## Task to complete
After reading the entries below, copy word for word the lines from the first through the line containing "33, row 310.", and stop there.

===== Material provided =====

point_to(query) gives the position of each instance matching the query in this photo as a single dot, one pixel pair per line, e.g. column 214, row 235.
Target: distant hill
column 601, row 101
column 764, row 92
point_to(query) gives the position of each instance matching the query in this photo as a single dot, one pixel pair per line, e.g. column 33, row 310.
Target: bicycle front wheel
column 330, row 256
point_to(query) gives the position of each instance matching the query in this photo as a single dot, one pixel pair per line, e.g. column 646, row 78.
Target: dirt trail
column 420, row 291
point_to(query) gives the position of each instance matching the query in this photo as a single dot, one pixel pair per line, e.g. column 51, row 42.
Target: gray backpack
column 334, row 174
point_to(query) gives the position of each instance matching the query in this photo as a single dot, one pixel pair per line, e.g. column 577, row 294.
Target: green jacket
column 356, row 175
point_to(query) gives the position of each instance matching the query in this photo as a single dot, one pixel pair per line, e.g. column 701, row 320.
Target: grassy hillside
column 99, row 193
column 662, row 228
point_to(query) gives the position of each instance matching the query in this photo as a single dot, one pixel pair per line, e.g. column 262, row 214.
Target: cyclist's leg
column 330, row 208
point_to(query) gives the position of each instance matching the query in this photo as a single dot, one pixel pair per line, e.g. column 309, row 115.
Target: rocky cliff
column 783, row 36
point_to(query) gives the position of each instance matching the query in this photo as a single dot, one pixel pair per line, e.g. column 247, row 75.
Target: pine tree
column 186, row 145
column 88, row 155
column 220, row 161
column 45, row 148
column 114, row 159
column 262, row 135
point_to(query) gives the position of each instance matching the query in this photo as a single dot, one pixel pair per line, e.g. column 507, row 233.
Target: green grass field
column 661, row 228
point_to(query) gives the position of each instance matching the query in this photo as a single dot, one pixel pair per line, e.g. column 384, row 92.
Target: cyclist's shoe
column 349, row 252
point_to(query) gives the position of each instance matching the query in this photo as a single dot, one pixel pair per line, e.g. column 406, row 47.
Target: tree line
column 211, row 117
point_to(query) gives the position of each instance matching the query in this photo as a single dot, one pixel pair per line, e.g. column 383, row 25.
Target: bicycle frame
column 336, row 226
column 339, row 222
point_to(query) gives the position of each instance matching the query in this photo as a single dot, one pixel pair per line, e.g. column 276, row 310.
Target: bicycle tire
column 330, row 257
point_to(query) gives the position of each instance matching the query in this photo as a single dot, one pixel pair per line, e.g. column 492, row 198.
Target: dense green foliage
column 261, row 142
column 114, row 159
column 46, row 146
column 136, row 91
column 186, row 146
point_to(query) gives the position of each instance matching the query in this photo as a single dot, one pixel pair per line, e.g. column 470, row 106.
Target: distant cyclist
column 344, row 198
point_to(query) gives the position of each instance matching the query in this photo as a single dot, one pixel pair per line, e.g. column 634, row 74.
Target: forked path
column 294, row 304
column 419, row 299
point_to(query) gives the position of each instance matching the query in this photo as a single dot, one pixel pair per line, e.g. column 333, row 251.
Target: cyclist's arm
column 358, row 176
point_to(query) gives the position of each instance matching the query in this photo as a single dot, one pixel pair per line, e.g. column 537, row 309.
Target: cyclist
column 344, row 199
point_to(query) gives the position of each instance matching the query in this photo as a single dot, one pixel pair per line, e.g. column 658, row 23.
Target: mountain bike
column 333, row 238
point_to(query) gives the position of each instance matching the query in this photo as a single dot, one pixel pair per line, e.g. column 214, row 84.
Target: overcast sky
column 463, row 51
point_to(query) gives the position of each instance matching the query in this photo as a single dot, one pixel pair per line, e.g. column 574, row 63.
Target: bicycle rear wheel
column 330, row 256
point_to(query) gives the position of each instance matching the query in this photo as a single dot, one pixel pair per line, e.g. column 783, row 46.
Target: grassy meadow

=====

## Response area
point_to(query) gives the position of each instance matching the query in this photo as a single dot, one pixel pair per line, e.g. column 214, row 235.
Target: distant hill
column 601, row 101
column 764, row 92
point_to(query) gives the position of each instance matching the query in this photo as a single dot, one pixel pair per line, e.g. column 33, row 310.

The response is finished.